----- RECORD EXCERPTS

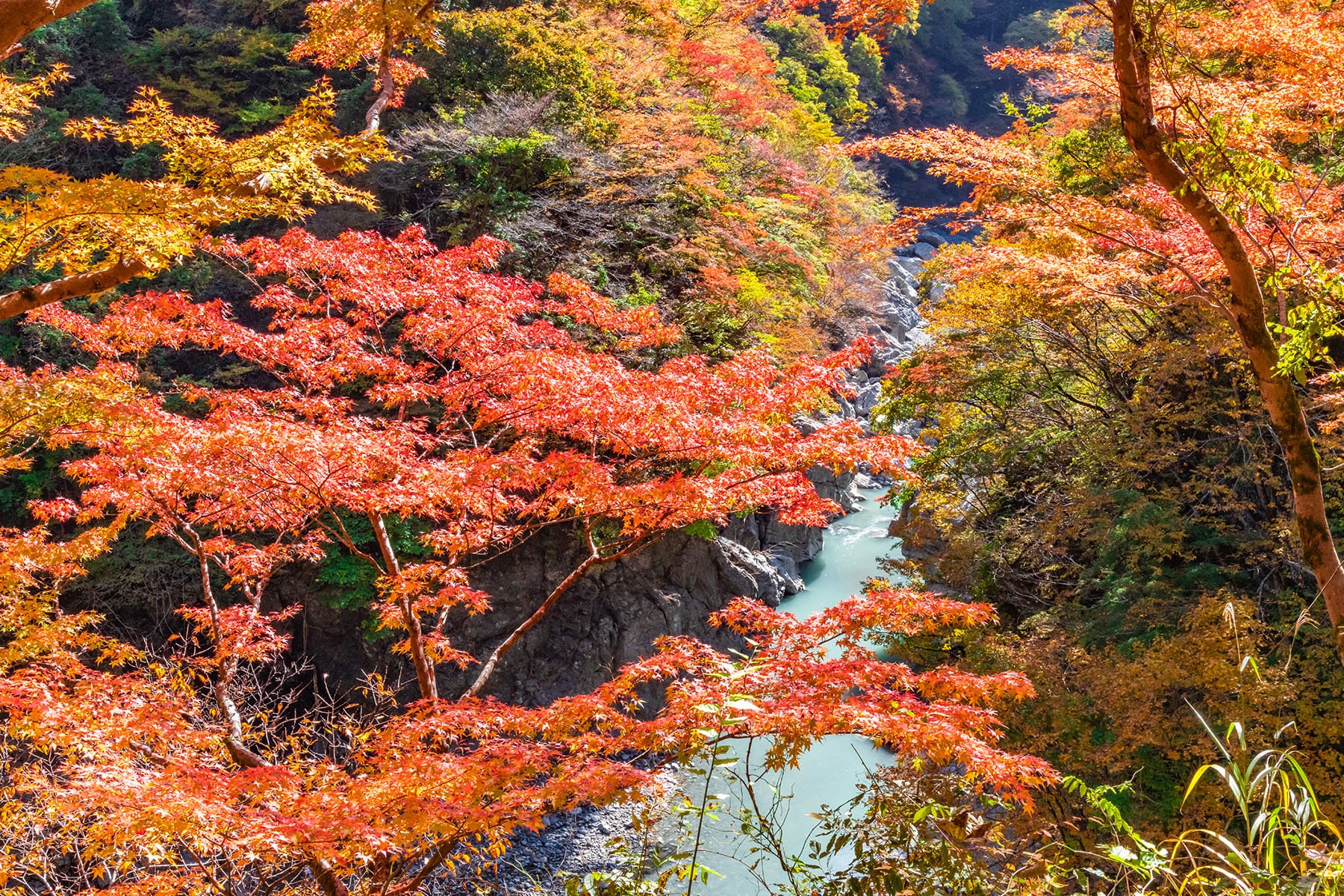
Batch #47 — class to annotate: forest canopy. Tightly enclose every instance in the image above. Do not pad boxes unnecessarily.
[7,0,1344,896]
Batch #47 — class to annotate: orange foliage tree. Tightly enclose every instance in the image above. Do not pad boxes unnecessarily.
[857,0,1344,650]
[0,230,1052,896]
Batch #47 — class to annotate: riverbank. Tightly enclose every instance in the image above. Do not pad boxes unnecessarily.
[441,234,945,896]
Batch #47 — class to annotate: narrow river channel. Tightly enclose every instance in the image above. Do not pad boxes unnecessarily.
[672,489,894,896]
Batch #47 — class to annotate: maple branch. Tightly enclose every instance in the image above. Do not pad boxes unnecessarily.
[0,258,149,321]
[462,523,662,697]
[0,0,102,59]
[1112,0,1344,659]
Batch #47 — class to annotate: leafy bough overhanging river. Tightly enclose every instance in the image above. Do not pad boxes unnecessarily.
[682,489,894,896]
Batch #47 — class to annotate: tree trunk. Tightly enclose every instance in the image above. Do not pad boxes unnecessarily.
[1112,0,1344,659]
[368,511,438,700]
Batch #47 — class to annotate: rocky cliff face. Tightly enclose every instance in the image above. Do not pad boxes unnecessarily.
[305,237,939,706]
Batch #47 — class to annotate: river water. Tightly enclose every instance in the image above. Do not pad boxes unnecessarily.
[672,489,894,896]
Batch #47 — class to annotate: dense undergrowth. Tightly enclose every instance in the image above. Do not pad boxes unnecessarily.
[7,0,1344,893]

----------

**TO BE DONE**
Filter the lines above, keeping only those that contain the word "tree", and copy each of them.

**WRITTEN SOLUTION**
Batch #47 — class to annotate: orange foliage tree. Tightly enclose every instance in the image above. Do not pad boxes unnecessarily.
Batch #47 — class to annotate: tree trunk. Tightly enclose every instance in the image above. Do not pad boxes unnecessarily.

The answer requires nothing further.